PROBLEM DESCRIPTION: Every line of the material below in which "orange" shows up is to be located and copied.

DATA FOR ANALYSIS:
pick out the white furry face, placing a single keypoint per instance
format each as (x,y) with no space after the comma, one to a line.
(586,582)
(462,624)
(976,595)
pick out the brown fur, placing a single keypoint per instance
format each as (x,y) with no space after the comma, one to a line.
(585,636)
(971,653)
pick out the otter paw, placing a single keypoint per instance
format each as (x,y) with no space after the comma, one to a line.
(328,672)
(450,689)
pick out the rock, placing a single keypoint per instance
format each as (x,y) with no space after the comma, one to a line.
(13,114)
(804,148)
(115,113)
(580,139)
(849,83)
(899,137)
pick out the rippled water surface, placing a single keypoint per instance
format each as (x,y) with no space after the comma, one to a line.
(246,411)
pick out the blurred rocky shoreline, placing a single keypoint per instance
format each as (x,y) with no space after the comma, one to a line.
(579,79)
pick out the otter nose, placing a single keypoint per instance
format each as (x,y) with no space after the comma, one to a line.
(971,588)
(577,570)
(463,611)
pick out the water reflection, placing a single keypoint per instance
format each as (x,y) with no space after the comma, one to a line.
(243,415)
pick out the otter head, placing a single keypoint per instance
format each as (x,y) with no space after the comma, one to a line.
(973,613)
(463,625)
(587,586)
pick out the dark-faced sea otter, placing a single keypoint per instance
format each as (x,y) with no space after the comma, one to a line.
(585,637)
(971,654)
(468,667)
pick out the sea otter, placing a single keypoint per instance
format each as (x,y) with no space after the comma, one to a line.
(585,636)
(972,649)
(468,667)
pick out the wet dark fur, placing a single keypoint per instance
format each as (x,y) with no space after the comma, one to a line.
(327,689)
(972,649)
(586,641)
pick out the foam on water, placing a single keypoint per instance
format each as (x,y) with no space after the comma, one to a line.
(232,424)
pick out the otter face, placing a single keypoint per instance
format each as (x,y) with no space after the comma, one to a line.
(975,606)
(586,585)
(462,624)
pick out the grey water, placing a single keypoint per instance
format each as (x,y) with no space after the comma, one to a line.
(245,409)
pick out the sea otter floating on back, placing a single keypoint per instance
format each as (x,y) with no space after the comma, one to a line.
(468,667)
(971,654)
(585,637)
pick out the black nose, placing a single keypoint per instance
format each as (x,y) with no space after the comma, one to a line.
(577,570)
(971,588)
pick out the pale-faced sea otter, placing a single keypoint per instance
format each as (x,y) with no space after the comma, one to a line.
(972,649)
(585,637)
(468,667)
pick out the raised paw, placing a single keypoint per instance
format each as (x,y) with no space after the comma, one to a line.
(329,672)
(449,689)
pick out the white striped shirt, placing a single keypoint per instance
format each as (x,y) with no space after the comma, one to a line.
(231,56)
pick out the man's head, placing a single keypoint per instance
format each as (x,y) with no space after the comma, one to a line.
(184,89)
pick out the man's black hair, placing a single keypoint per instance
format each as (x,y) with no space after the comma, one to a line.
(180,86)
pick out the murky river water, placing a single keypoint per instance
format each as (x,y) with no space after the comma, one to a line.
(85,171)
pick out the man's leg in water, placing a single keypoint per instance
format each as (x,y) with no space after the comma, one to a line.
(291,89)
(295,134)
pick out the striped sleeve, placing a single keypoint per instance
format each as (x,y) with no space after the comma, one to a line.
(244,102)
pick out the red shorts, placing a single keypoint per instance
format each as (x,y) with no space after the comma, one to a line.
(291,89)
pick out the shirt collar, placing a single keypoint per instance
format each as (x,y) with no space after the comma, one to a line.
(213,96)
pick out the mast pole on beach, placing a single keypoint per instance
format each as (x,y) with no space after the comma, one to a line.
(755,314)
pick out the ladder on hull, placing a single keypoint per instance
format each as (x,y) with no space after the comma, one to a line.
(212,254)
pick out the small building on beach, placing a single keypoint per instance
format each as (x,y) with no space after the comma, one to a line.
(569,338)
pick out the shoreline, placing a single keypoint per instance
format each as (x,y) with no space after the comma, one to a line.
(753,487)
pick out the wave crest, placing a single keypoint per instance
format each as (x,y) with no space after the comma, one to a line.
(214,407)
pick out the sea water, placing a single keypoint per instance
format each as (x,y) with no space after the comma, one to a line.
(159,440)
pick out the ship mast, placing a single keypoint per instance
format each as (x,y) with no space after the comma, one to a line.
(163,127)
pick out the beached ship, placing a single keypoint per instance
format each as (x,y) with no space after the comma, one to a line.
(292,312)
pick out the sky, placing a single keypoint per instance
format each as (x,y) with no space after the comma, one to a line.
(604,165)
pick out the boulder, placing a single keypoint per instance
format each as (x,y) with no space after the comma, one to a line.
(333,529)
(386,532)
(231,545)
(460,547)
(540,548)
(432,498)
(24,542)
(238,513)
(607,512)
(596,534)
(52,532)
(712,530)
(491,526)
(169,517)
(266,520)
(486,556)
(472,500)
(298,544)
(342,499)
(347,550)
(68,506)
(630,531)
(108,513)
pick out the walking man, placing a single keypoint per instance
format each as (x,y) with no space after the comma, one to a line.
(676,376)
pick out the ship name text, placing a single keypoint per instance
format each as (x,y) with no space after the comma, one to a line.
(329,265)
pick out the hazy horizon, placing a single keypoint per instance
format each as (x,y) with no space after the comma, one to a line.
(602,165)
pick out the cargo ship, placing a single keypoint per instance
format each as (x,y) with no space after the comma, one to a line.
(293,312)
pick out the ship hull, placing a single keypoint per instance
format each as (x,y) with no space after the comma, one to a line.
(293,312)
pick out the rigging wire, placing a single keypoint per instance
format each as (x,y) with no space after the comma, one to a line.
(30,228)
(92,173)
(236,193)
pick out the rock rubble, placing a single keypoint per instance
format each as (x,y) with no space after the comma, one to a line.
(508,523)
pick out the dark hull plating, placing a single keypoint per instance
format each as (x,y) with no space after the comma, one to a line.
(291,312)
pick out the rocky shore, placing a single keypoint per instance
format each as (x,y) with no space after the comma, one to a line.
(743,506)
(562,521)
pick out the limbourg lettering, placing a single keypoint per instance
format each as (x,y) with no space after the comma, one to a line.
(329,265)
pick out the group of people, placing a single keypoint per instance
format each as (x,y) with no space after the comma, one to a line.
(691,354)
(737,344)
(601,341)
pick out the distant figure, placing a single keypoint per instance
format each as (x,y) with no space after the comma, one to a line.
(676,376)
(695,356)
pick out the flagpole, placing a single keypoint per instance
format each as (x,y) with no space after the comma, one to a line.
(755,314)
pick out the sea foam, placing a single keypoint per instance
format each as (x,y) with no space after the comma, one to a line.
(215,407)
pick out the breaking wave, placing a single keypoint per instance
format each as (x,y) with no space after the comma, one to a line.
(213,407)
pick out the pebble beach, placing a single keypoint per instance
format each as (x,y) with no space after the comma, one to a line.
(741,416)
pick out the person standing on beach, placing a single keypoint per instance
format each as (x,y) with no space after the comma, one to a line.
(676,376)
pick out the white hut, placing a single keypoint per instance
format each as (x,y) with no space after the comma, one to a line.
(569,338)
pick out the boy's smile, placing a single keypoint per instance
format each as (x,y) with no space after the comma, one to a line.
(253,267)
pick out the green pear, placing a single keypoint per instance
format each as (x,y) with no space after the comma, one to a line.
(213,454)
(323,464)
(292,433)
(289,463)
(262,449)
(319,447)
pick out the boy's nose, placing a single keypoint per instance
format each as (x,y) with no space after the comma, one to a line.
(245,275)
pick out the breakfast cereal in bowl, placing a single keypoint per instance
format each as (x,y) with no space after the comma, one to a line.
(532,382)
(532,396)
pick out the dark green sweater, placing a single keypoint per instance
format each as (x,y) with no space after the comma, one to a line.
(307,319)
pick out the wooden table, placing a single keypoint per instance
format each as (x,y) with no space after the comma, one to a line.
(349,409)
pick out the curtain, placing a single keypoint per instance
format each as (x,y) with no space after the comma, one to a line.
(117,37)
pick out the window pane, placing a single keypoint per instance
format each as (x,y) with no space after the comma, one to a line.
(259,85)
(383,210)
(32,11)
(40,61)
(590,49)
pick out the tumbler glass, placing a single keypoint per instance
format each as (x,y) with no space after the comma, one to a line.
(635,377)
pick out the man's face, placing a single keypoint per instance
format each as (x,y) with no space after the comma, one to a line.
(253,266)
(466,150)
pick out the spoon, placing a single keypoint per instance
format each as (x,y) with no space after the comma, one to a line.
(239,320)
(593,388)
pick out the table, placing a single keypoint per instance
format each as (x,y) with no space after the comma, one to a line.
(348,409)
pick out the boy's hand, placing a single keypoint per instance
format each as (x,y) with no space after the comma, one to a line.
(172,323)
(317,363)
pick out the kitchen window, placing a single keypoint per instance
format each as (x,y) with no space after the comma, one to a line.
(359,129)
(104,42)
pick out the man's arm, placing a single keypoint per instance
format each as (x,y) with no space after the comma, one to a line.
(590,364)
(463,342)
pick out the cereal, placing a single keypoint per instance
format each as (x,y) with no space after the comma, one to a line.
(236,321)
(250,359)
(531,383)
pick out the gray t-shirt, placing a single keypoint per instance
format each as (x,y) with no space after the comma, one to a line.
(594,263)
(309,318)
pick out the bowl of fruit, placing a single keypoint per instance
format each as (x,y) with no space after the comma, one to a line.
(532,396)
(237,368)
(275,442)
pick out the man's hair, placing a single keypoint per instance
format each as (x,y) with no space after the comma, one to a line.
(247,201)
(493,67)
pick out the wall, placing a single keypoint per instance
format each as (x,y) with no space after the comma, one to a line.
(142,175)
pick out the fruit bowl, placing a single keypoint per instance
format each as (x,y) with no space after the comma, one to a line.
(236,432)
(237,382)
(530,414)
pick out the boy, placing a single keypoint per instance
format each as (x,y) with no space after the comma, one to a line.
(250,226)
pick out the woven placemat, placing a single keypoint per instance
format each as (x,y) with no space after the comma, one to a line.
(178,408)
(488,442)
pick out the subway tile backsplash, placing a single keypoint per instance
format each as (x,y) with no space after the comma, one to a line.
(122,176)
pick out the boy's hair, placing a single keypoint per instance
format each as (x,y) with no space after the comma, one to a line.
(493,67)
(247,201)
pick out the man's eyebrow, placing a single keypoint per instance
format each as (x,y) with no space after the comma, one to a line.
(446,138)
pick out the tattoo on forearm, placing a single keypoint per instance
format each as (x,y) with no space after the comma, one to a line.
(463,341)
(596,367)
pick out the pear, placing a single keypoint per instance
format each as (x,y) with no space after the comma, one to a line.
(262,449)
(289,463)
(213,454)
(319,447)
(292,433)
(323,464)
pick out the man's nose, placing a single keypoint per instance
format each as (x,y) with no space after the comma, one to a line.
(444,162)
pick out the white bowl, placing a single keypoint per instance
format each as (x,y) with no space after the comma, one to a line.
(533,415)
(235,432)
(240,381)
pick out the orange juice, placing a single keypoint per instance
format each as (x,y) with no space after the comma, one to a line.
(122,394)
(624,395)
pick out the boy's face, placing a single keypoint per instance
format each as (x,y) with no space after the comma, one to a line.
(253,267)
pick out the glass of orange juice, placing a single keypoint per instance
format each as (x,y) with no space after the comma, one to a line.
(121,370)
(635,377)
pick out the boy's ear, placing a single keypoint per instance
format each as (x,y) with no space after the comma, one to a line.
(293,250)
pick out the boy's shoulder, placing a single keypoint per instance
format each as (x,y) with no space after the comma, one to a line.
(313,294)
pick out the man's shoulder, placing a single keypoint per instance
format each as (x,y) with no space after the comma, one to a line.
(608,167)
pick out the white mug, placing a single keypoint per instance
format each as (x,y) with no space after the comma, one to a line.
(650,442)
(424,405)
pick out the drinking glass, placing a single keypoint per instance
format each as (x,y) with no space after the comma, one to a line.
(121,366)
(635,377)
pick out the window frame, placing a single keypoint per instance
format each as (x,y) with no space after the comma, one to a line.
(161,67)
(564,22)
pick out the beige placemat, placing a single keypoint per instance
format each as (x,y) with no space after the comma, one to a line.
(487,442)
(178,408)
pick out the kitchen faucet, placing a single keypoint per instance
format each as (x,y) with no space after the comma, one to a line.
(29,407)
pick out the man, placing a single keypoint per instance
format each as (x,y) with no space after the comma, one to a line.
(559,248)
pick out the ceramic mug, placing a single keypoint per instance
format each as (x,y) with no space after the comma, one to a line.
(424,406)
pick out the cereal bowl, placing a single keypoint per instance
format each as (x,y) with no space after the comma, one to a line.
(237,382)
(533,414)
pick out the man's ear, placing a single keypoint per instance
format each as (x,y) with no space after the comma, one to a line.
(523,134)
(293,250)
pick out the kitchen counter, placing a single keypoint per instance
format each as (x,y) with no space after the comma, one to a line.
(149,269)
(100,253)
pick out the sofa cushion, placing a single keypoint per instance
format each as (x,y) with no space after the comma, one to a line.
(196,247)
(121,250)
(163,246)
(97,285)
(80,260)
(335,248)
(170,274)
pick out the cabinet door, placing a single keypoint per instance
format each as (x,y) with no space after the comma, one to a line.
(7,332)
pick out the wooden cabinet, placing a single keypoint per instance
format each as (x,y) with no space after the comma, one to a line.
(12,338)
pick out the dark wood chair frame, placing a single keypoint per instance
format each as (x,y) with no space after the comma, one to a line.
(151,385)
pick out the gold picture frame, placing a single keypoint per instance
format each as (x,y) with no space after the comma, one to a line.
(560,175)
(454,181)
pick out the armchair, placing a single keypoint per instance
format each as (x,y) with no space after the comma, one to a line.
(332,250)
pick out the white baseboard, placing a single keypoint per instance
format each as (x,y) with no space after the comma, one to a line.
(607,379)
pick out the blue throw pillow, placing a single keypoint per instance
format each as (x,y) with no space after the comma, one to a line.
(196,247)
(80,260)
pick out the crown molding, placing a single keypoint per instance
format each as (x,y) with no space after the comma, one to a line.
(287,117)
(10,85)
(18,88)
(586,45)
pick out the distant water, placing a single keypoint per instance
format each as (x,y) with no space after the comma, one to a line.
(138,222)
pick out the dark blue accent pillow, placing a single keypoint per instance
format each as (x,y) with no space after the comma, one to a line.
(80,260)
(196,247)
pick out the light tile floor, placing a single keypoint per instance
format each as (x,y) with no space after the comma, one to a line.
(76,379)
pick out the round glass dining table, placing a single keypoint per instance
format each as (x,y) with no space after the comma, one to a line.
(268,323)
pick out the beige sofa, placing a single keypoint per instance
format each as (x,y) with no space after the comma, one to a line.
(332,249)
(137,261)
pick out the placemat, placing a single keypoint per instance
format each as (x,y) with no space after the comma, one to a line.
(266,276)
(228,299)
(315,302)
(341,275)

RESPONSE TO THIS EXERCISE:
pick out the orange juice, placing a single keypoint per instance
pick out the glass of orange juice, placing a single keypoint per instance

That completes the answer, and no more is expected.